SHORT TASK: Everything from the line containing "Expected: one point per instance of the child's" down to the last line of the entries below must be transcribed exactly, and nothing else.

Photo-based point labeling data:

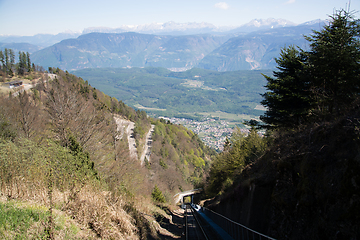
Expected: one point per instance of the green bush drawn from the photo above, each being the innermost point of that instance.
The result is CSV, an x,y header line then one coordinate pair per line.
x,y
157,195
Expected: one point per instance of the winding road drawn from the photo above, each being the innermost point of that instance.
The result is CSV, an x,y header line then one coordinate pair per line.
x,y
126,126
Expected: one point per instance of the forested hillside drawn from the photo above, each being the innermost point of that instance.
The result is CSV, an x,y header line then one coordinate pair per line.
x,y
66,169
230,51
166,93
301,181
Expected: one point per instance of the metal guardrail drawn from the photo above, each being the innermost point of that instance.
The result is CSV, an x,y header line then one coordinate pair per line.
x,y
234,229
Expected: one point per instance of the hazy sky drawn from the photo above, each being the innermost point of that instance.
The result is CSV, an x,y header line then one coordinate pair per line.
x,y
29,17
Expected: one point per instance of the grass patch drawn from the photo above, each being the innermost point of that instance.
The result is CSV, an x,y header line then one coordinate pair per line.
x,y
15,223
23,221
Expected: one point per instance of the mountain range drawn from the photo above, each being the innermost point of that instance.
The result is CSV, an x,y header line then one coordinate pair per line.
x,y
170,45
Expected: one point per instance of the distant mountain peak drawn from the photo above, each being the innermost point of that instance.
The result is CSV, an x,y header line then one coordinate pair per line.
x,y
270,22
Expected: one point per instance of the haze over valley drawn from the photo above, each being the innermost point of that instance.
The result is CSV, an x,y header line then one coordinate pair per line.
x,y
133,119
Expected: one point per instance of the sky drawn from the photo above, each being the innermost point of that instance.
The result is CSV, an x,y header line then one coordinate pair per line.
x,y
30,17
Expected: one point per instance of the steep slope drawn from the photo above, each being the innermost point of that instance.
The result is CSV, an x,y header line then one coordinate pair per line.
x,y
256,50
97,50
305,187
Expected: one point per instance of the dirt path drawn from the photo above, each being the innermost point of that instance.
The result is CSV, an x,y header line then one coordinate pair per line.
x,y
147,148
125,126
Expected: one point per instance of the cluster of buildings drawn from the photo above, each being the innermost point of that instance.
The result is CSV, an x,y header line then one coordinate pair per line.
x,y
212,132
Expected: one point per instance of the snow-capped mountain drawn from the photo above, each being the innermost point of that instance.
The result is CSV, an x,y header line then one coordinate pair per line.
x,y
262,24
163,28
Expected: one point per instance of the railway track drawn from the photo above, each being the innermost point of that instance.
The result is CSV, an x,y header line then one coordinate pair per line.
x,y
195,227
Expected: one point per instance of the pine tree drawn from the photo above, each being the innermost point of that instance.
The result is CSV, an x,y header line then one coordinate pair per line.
x,y
287,98
335,63
318,84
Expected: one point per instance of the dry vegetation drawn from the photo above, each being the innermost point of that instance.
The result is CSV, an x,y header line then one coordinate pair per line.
x,y
59,152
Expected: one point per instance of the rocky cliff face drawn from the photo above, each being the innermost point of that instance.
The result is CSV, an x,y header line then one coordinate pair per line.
x,y
306,187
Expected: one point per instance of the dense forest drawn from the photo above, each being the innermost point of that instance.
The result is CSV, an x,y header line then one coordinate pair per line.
x,y
66,172
301,180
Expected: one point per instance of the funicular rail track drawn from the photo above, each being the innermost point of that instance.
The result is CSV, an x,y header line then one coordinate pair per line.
x,y
193,226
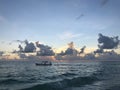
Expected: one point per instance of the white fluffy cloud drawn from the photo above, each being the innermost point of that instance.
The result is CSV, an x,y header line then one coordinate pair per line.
x,y
69,35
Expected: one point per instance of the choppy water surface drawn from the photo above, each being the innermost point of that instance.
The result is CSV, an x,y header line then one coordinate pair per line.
x,y
25,75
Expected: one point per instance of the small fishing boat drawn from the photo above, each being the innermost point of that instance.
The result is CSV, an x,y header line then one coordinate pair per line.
x,y
44,63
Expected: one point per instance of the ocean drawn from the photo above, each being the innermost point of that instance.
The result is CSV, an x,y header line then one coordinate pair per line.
x,y
82,75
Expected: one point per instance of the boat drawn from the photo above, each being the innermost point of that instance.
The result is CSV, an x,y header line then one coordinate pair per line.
x,y
44,63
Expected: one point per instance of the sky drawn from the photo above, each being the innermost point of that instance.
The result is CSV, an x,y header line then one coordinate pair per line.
x,y
57,22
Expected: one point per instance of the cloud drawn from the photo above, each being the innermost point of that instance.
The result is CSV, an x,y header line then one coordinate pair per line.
x,y
68,35
45,50
29,47
104,2
105,42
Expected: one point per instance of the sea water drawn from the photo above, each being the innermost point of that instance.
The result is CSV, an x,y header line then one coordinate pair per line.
x,y
82,75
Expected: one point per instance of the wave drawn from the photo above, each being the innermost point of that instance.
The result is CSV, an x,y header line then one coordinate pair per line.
x,y
10,81
65,83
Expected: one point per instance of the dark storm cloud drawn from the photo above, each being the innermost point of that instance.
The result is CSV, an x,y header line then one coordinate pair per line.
x,y
45,50
106,42
82,50
104,2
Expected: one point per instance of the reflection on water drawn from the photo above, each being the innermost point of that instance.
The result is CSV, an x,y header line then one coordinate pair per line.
x,y
68,76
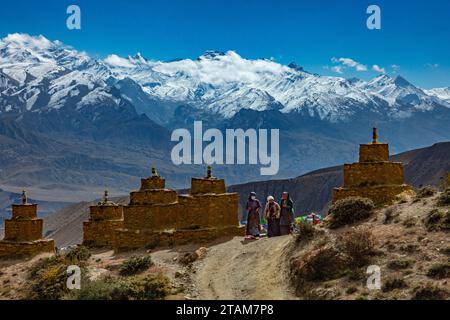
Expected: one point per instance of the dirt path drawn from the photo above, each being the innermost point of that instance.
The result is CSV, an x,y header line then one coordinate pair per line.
x,y
240,269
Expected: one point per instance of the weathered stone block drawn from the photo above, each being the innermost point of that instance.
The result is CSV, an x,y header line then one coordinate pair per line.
x,y
372,174
374,152
154,182
23,229
100,233
12,249
20,211
380,195
203,186
154,196
106,212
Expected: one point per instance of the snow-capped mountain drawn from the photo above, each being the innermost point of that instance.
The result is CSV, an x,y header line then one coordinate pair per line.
x,y
41,75
225,83
440,93
68,121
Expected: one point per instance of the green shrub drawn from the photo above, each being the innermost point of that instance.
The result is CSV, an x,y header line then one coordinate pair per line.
x,y
48,279
437,220
97,290
446,251
425,192
444,198
78,254
399,264
306,231
135,265
149,287
351,290
358,245
389,215
439,271
409,222
324,263
429,292
350,210
393,283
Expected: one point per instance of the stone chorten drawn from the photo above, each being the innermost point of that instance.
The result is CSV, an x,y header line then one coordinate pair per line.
x,y
159,216
23,232
104,218
374,176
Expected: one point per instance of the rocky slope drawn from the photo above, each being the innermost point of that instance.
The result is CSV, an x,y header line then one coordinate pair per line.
x,y
311,192
71,124
411,250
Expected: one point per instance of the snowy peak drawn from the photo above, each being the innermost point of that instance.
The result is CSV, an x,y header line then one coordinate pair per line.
x,y
39,73
211,55
440,93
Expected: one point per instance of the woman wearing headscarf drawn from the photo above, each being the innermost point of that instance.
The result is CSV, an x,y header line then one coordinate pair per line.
x,y
272,216
286,214
252,207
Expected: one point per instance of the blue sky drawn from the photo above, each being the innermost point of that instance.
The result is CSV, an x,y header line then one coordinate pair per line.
x,y
414,38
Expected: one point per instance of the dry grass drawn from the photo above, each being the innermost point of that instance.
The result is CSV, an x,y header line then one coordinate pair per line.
x,y
350,210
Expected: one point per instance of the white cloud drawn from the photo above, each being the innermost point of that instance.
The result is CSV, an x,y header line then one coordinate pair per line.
x,y
432,65
227,68
348,62
377,68
116,61
337,69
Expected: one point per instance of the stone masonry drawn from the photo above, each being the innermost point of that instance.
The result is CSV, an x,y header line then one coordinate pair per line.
x,y
374,176
105,217
159,216
23,233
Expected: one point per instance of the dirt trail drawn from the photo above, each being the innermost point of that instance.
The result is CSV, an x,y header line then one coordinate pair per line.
x,y
240,269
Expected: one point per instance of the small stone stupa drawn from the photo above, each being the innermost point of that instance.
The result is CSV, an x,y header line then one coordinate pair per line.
x,y
374,176
23,233
159,216
104,218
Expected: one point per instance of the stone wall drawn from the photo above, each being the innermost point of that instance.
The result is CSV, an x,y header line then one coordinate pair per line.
x,y
132,239
161,217
104,220
374,176
20,211
105,212
100,233
202,186
373,173
151,217
380,195
11,250
23,229
373,152
154,182
156,196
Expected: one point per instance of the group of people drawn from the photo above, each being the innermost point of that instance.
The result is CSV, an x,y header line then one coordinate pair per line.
x,y
279,216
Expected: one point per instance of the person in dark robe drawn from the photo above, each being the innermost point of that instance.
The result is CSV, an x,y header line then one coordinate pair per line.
x,y
253,226
286,214
272,216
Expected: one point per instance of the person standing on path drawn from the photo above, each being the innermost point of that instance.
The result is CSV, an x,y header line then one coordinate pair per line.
x,y
253,206
286,214
272,215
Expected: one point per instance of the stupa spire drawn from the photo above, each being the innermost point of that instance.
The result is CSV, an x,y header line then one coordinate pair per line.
x,y
24,197
374,135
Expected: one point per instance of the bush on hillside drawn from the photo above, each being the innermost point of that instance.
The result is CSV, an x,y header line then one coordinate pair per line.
x,y
444,198
77,255
148,287
350,210
425,192
358,245
135,265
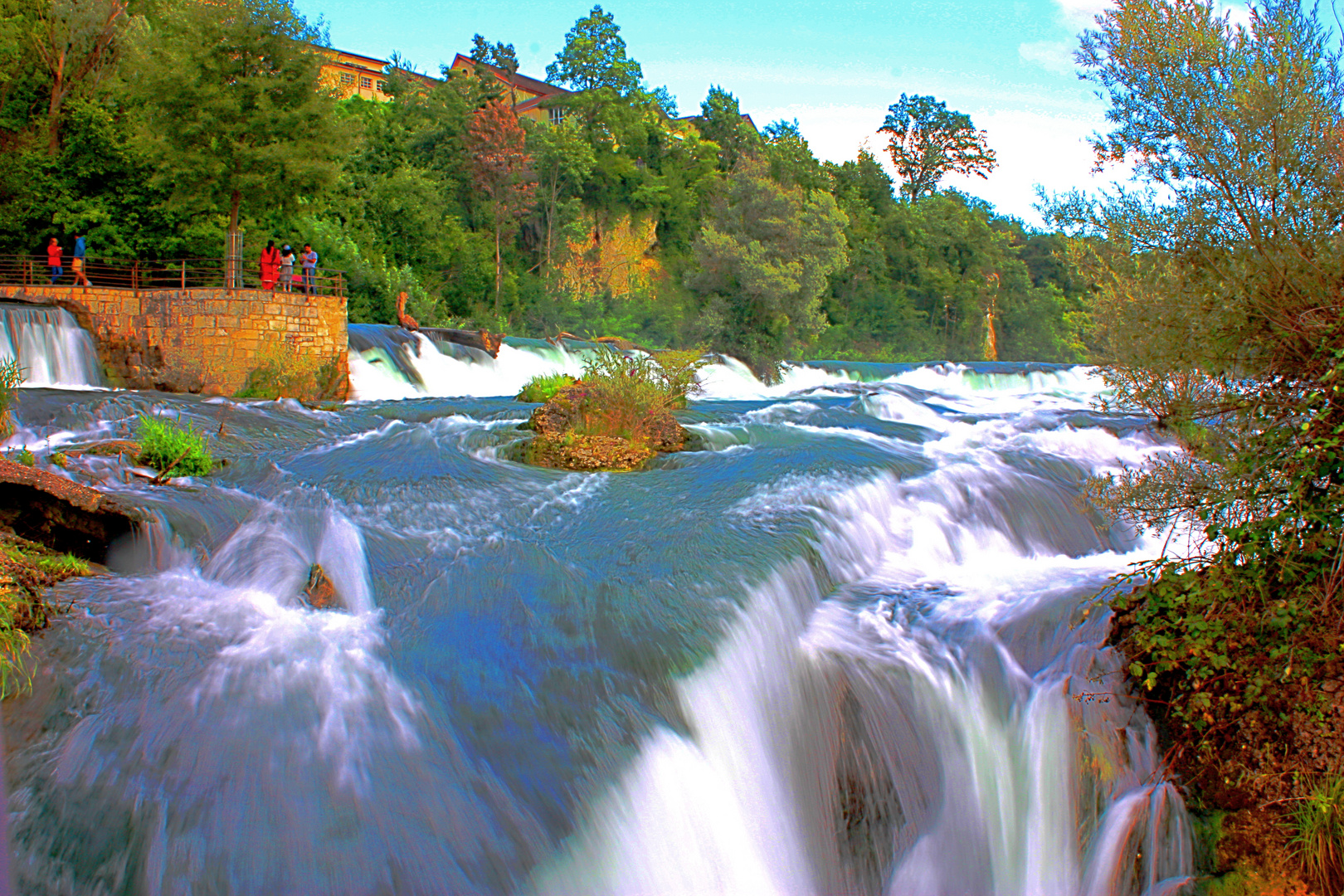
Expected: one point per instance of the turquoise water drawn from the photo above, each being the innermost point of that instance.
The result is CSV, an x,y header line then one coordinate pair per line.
x,y
841,650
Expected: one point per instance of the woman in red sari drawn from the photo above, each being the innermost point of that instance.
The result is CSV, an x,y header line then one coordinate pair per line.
x,y
269,265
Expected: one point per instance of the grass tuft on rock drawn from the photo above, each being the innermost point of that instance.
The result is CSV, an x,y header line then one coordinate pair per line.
x,y
171,449
543,387
619,416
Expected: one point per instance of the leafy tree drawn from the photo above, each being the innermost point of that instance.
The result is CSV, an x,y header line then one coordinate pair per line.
x,y
594,56
763,257
502,56
1218,310
230,108
791,158
926,141
563,158
721,121
75,42
503,171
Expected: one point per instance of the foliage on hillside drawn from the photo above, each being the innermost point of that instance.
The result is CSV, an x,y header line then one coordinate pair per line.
x,y
1216,306
621,219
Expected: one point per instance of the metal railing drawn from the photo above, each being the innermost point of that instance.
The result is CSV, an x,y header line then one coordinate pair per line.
x,y
178,273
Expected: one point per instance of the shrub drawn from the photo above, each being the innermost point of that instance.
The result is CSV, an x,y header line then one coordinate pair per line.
x,y
171,449
11,375
1319,835
543,387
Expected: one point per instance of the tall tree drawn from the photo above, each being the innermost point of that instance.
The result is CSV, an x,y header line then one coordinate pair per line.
x,y
763,257
503,171
563,160
926,141
502,56
75,41
230,106
594,56
721,121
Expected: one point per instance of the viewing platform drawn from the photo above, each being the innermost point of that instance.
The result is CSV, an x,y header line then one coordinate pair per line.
x,y
194,325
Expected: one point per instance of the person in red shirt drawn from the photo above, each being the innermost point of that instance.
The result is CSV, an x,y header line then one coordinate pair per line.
x,y
54,260
269,265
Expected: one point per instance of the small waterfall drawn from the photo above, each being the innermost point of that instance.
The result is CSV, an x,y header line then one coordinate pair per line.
x,y
50,345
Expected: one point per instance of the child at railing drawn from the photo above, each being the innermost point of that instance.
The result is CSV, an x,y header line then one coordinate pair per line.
x,y
54,260
286,269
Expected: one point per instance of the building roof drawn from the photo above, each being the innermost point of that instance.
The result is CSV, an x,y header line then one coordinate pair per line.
x,y
520,82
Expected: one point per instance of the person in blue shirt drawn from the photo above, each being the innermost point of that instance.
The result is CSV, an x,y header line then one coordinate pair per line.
x,y
77,262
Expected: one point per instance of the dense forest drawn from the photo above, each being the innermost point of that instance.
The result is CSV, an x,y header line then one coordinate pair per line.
x,y
158,128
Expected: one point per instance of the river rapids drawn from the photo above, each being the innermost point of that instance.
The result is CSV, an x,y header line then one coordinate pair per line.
x,y
852,646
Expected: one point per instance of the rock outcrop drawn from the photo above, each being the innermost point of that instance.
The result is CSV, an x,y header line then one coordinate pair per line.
x,y
62,514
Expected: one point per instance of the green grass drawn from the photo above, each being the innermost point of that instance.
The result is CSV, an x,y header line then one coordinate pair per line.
x,y
543,387
1319,833
171,449
11,375
63,566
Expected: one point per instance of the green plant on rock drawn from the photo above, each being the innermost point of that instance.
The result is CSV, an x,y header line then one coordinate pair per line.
x,y
543,387
11,375
1319,835
173,449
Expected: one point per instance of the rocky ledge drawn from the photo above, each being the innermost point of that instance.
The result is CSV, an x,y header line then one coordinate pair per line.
x,y
581,429
61,514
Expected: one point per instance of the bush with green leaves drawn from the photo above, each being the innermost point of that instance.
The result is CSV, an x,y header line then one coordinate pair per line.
x,y
1319,833
543,387
11,375
173,449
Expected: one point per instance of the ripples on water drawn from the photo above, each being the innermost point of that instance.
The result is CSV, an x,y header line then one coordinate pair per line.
x,y
841,652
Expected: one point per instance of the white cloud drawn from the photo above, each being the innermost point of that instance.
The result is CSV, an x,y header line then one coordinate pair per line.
x,y
1081,14
1051,56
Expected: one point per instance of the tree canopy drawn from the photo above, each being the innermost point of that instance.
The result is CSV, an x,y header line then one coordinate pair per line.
x,y
594,56
926,141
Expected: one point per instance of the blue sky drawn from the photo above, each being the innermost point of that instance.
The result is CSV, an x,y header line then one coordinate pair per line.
x,y
834,66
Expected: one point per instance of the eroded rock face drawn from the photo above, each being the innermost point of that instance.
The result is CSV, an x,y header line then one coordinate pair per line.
x,y
320,592
62,514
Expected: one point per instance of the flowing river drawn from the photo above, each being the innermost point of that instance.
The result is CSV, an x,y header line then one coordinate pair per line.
x,y
851,648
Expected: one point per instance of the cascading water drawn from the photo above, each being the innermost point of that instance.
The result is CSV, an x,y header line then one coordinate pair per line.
x,y
51,348
851,648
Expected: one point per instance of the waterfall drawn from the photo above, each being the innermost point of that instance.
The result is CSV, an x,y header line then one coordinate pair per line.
x,y
51,348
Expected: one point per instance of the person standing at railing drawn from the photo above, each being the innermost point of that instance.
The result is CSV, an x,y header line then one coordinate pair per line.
x,y
77,262
309,269
269,265
54,260
286,268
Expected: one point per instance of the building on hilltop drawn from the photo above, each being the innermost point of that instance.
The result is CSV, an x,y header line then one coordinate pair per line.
x,y
351,74
530,95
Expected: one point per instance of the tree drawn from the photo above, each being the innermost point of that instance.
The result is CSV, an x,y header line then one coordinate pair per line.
x,y
75,42
230,108
563,158
763,257
926,141
1218,309
594,56
502,56
721,121
502,169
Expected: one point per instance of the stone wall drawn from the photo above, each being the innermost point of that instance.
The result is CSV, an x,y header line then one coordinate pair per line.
x,y
207,340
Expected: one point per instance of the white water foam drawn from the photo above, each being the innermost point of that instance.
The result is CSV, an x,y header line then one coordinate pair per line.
x,y
51,348
901,744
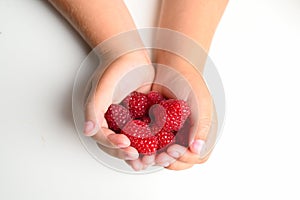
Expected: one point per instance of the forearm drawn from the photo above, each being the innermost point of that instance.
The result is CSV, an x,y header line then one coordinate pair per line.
x,y
198,19
96,20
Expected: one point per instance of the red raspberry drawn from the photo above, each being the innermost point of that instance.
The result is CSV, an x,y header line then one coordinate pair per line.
x,y
182,136
170,114
164,138
116,116
137,104
140,137
154,97
146,119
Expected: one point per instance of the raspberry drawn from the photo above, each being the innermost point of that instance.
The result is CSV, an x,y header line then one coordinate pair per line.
x,y
140,137
164,138
170,114
154,97
182,136
116,116
146,119
137,104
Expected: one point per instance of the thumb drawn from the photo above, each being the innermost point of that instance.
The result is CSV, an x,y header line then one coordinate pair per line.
x,y
91,125
204,129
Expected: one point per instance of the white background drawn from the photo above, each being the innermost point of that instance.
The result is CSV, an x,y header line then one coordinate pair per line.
x,y
256,49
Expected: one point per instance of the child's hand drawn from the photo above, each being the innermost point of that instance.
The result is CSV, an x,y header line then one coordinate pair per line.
x,y
203,121
102,95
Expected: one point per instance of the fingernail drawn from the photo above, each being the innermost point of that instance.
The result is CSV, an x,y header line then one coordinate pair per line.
x,y
138,166
131,157
174,154
197,146
89,128
166,164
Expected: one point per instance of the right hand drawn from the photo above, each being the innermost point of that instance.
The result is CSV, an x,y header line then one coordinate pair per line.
x,y
102,94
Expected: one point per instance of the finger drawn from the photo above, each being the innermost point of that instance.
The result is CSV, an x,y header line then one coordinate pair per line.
x,y
176,151
164,160
191,158
179,166
91,125
128,153
110,139
202,106
206,133
136,165
148,160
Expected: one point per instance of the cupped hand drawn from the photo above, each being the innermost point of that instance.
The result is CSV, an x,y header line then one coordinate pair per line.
x,y
203,121
108,87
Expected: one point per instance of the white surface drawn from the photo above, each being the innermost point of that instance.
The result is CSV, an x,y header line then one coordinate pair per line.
x,y
256,49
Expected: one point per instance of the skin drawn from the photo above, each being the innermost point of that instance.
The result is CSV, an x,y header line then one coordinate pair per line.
x,y
197,19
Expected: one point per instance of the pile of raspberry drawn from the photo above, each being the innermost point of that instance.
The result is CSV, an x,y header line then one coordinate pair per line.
x,y
150,121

EXERCISE ANSWER:
Expected: one point per instance of the child's hand drawn from the photo above, each being the innermost point of that instance.
The result is CSV, an x,y header line then one coordinate pair per line.
x,y
203,121
102,95
Expected: one point per instance of the fingernail drawn from the photo above, each being the innermost point of that instance.
The result is CSV, an x,y header line then one coordinate pair per line.
x,y
138,166
131,157
174,154
197,146
89,128
166,164
Expected: one point per instance of the right hand drawn from the photo above, each being the innermost point of that instance.
The result is CSV, an x,y header line then one coordinate pair per line.
x,y
102,94
Expected: one point per instance of the finger drawn from the photo above, each being the innermost point of that instance.
The result is CSV, an x,y header line then one coordinate pair per line.
x,y
176,151
164,160
191,158
179,166
91,125
128,153
110,139
202,106
206,133
136,165
148,160
Expected: one point per instance of the cupped hand drawn from the photo above, each being the innermost point of that instance.
The result is CSV, an x,y header line then one coordinate pair per line.
x,y
203,121
108,87
Expected: one point per instance of the white surface drawn from the photo above, each being the innermost point of that instance.
The result is CSV, an x,y header line then one coordinate pair per line.
x,y
256,49
Expected: one point per instance of the skin drawn from the photo above, each being the innermost point of that instance.
The result is CSV, an x,y header line then one coordinate pair per line.
x,y
197,19
Expected: one point per instance of the pile of raspberry drawn from the photo above, each being the innermost point of that instance.
The result is CSV, an x,y header line then one coordinate pair per line.
x,y
150,121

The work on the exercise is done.